### Dataset rows

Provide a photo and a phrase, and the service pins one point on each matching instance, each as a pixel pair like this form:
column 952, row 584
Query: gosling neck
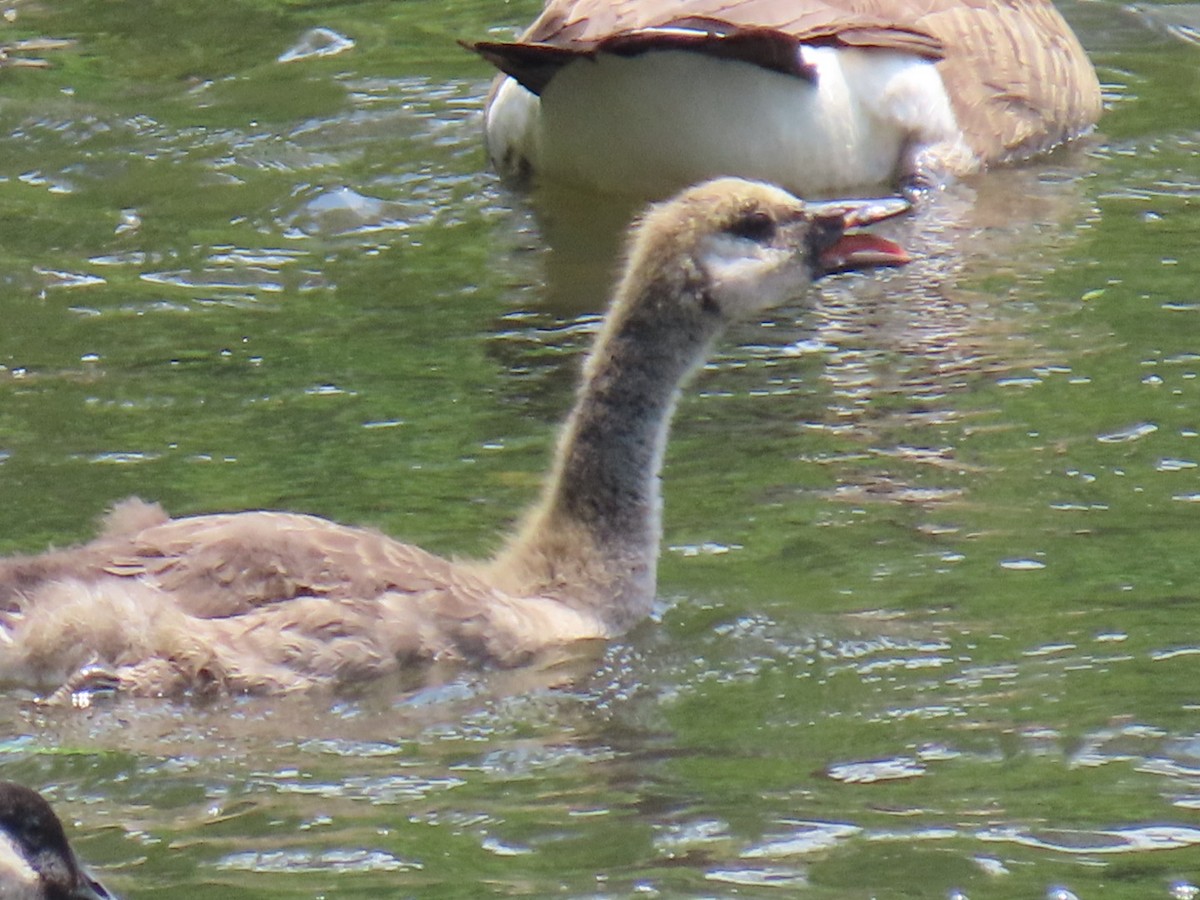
column 593, row 540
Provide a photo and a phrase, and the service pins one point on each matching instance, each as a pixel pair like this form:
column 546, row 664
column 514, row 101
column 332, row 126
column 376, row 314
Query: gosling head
column 730, row 247
column 36, row 862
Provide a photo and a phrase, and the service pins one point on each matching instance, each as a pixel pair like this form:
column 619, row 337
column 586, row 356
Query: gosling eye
column 755, row 226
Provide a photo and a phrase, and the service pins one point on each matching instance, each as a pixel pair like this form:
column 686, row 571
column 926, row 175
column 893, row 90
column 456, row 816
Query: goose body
column 36, row 861
column 820, row 96
column 275, row 601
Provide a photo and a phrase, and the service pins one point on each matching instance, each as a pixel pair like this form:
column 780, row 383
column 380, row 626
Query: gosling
column 268, row 603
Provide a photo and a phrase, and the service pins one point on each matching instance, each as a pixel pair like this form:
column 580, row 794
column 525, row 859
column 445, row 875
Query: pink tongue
column 862, row 251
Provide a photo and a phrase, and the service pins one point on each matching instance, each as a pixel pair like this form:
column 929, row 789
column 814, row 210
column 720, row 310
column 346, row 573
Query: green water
column 930, row 603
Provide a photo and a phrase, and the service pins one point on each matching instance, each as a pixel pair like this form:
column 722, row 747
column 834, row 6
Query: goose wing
column 1017, row 75
column 228, row 564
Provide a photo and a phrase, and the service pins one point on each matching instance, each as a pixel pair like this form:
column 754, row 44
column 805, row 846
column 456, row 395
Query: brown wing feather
column 228, row 564
column 1019, row 79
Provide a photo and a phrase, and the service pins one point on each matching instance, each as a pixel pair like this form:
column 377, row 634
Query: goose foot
column 81, row 688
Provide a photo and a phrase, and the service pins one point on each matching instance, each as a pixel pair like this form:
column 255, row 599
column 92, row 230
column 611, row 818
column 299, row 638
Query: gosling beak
column 835, row 251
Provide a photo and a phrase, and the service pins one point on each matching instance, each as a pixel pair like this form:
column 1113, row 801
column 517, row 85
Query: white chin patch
column 745, row 275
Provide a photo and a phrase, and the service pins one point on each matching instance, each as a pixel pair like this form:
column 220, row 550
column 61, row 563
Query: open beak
column 835, row 250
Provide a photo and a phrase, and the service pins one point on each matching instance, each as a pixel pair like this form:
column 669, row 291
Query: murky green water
column 930, row 610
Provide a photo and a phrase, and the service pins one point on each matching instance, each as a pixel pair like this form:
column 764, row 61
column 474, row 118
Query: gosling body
column 276, row 601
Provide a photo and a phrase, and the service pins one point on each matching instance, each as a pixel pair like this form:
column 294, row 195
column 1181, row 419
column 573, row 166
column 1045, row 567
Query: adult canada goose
column 274, row 601
column 820, row 96
column 36, row 862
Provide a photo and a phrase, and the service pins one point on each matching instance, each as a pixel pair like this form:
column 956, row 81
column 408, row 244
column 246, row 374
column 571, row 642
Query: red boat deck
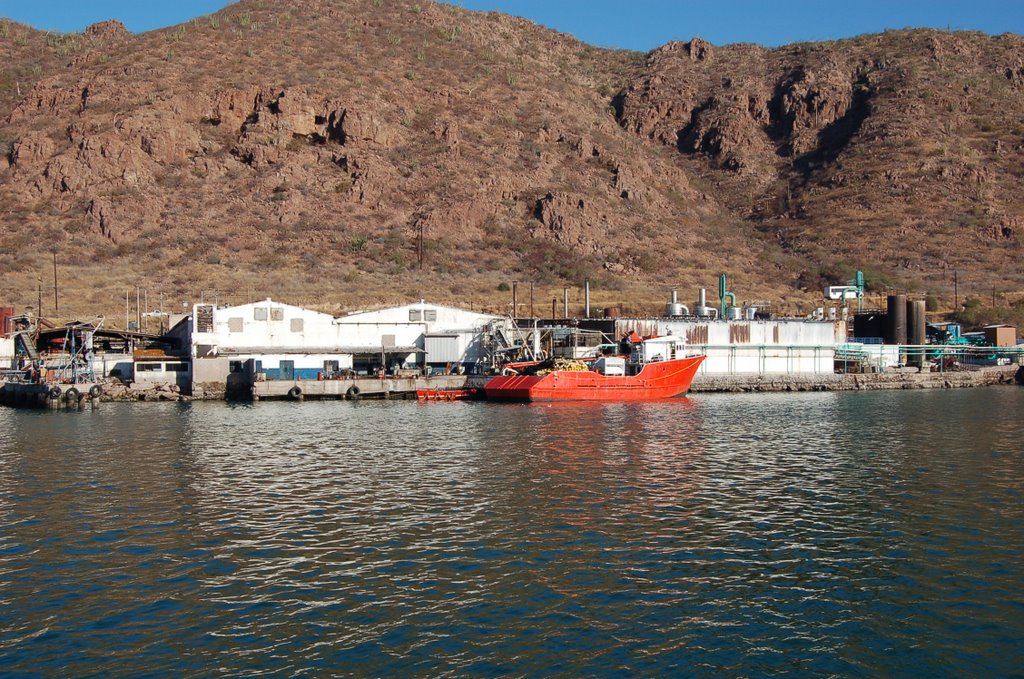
column 656, row 380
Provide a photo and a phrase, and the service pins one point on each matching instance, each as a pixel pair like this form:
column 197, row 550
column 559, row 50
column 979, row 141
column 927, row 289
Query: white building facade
column 286, row 342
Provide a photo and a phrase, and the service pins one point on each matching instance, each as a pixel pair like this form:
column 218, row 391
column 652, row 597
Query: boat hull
column 657, row 380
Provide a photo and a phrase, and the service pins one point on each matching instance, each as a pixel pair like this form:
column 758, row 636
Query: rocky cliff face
column 344, row 153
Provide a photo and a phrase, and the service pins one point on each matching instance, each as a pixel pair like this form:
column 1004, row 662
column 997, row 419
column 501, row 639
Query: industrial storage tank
column 916, row 331
column 702, row 309
column 674, row 308
column 896, row 320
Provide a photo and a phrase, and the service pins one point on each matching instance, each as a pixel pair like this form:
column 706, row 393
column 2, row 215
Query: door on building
column 288, row 370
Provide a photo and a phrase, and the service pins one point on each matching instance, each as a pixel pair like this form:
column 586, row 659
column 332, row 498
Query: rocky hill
column 346, row 153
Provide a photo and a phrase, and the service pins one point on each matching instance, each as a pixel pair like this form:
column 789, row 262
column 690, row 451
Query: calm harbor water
column 849, row 534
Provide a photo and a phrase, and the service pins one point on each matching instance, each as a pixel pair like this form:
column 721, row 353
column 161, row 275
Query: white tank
column 676, row 309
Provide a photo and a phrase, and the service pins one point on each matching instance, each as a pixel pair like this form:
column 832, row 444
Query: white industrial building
column 762, row 347
column 286, row 342
column 785, row 346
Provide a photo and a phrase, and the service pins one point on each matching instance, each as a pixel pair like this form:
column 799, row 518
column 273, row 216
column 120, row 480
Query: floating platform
column 449, row 394
column 370, row 387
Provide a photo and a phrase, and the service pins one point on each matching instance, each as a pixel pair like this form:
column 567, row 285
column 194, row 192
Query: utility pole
column 955, row 293
column 55, row 307
column 419, row 245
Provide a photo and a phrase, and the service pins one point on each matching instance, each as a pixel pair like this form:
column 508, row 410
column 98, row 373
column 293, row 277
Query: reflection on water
column 824, row 533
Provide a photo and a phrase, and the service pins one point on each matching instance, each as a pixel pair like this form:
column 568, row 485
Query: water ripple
column 825, row 534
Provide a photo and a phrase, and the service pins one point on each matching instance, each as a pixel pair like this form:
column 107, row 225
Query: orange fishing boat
column 656, row 368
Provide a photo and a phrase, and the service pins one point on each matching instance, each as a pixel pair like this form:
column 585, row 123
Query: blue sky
column 640, row 25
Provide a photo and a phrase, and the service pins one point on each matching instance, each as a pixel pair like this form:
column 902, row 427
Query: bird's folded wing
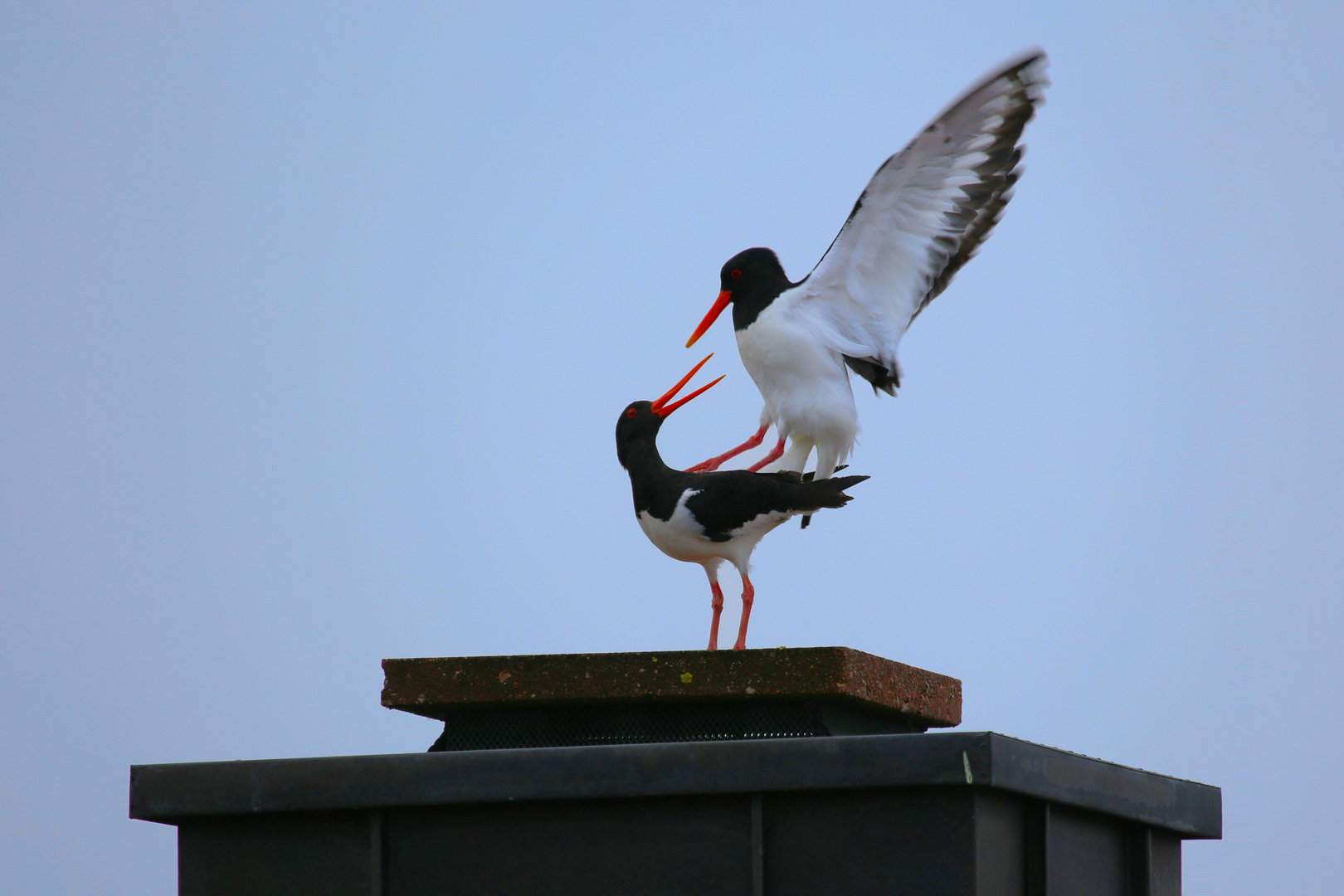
column 923, row 217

### Written instruction
Reproduce the entire listing above line for line, with no changes. Omit the pictures.

### Problem solution
Provide a photo and a phrase, and the service pins one point on each matching instance, each as a pixel pair like this form:
column 952, row 584
Query: gosling neck
column 593, row 540
Provide a photo and a phrase, and the service pins one point on each matching instance, each as a pixel pair like this form:
column 546, row 664
column 514, row 101
column 332, row 126
column 376, row 314
Query: gosling head
column 730, row 247
column 36, row 862
Provide a photo and a phrase, and the service pins one point on each matching instance, each as a pixel pair like this form:
column 619, row 337
column 586, row 356
Query: gosling eye
column 755, row 226
Provide a photo and a phrase, and the service pins one point on each matching instance, each as a pixel pair like this form:
column 686, row 571
column 926, row 175
column 893, row 90
column 456, row 816
Query: goose body
column 36, row 861
column 820, row 96
column 275, row 601
Provide a photo and a phrase, and the service pins one point on each matching instance, each as a pixel pair like this form:
column 780, row 383
column 380, row 626
Query: gosling
column 268, row 603
Provide a photo and a phrase, and the service pins one point on each matching instance, each as a pixel pair like this form:
column 580, row 794
column 525, row 859
column 445, row 875
Query: pink tongue
column 862, row 251
Provide a photo and a phrase, and the service pins one point on each matching instance, each as a pixel pair like this form:
column 929, row 789
column 814, row 210
column 720, row 310
column 346, row 573
Query: green water
column 930, row 603
Provide a photo and a phrase, and the service pins one point on each matching instance, each as a pixel pair like this form:
column 722, row 747
column 834, row 6
Query: goose wing
column 1017, row 75
column 228, row 564
Provide a photo and a phrase, and the service pins one point on each matching instance, each as a pixel pair like this form:
column 754, row 44
column 805, row 846
column 456, row 395
Query: brown wing feather
column 228, row 564
column 1019, row 79
Provide a photo and a phrase, and the service pins one point on each matching instance, each as a pixel pair like this form:
column 377, row 634
Query: goose foot
column 81, row 688
Provide a photo and a phrase, and the service pins one point on each matching instance, each as a pixel pair like this form:
column 255, row 599
column 92, row 230
column 611, row 818
column 299, row 638
Query: gosling beak
column 835, row 251
Provide a photo and a phrase, and the service pins one point on each matching instance, each as a pixel pair like this form:
column 1113, row 801
column 517, row 85
Query: white chin patch
column 745, row 275
Provide a photo and a phrase, and the service pins one point on each matching instance, each as a pixel pair like this form:
column 220, row 550
column 61, row 563
Query: open beak
column 835, row 250
Provide a photo and a phrase, and the service pins one point on each matching instance, each as a pixel pair like this form:
column 669, row 291
Query: murky green water
column 930, row 610
Provide a photo and a phrase, and the service pins one point on each matching instance, each as a pixel pair like this form:
column 764, row 61
column 474, row 118
Query: gosling body
column 276, row 601
Provide a photo and a phrase, and the service pins one point on each matching instance, each as a pixel pair like this form:
column 294, row 195
column 1181, row 419
column 573, row 166
column 1045, row 567
Query: adult canada goose
column 274, row 601
column 820, row 96
column 36, row 862
Provide a photo and a phrase, and the service pins one point on each matching instance, each as a pixel pair like this form:
column 956, row 81
column 408, row 244
column 246, row 374
column 571, row 642
Query: red boat deck
column 656, row 380
Provide a photo and a phrase, and the service pins one point on each matching instance, each as a pixel pair like this form:
column 197, row 550
column 559, row 50
column 979, row 141
column 927, row 289
Query: white building facade
column 286, row 342
Provide a photo and a phrase, and the service pins one point on each matching instance, each as a pixel pair like this form:
column 218, row 391
column 652, row 597
Query: boat hull
column 657, row 380
Provide a photo and a phrase, and the service pins one point on each matching instance, each as a pixel pair like this form:
column 758, row 636
Query: rocky cliff face
column 344, row 153
Provide a photo and a phrase, and the service pins one point on each matching instance, each as a pixel pair like this form:
column 1004, row 662
column 997, row 419
column 501, row 639
Query: industrial storage tank
column 916, row 331
column 702, row 309
column 674, row 308
column 896, row 320
Provide a photo and a phrase, and the service pins one point on each matching instance, each as a pixel pair like this form:
column 706, row 393
column 2, row 215
Query: door on building
column 288, row 370
Provide a photo and a phrase, and the service pins one point on each matching instance, each as a pixel pair like this form:
column 586, row 659
column 332, row 498
Query: rocky hill
column 346, row 153
Provide a photo and a phrase, and the service pins one point on each matching instance, each as a pixel pair like this form:
column 789, row 262
column 690, row 451
Query: calm harbor water
column 849, row 534
Provide a photo and a phrase, and the service pins one point on each matching instance, each as a pixel pair like this form:
column 721, row 353
column 161, row 275
Query: white tank
column 676, row 309
Provide a photo and a phrase, and the service pins one point on each matching instance, each as a pixel pair like this form:
column 832, row 444
Query: white industrial building
column 762, row 347
column 286, row 342
column 785, row 346
Provide a photo and a phrase, and the service pins one point on each matching instance, each as a pixel pair like this form:
column 799, row 518
column 273, row 216
column 120, row 480
Query: floating platform
column 449, row 394
column 370, row 387
Provide a photo and a phrase, and the service pins one point on each matching instance, each as a pixel pair like this form:
column 567, row 285
column 194, row 192
Query: utility pole
column 955, row 293
column 55, row 307
column 419, row 245
Provide a photo and a phrase, and the service pins one point on each matching instance, each as a pixel pair like this form:
column 508, row 410
column 98, row 373
column 293, row 277
Query: reflection on water
column 824, row 533
Provide a photo and a phrase, and the service pins one point on each matching instance, each as a pixel pair like this form:
column 568, row 485
Query: water ripple
column 825, row 534
Provide a photo and a phrase, and the service pins one point on each matching instance, each as a pixel pair like this form:
column 107, row 225
Query: orange fishing boat
column 656, row 368
Provide a photo and a phrase, and the service pins one point on each matching instance, each as a pixel pair like this form:
column 585, row 123
Query: blue sky
column 640, row 25
Provide a photo and a phrase, and the service pins one point on each matching instance, each as a pixel pair like this form:
column 902, row 427
Query: bird's folded wing
column 923, row 217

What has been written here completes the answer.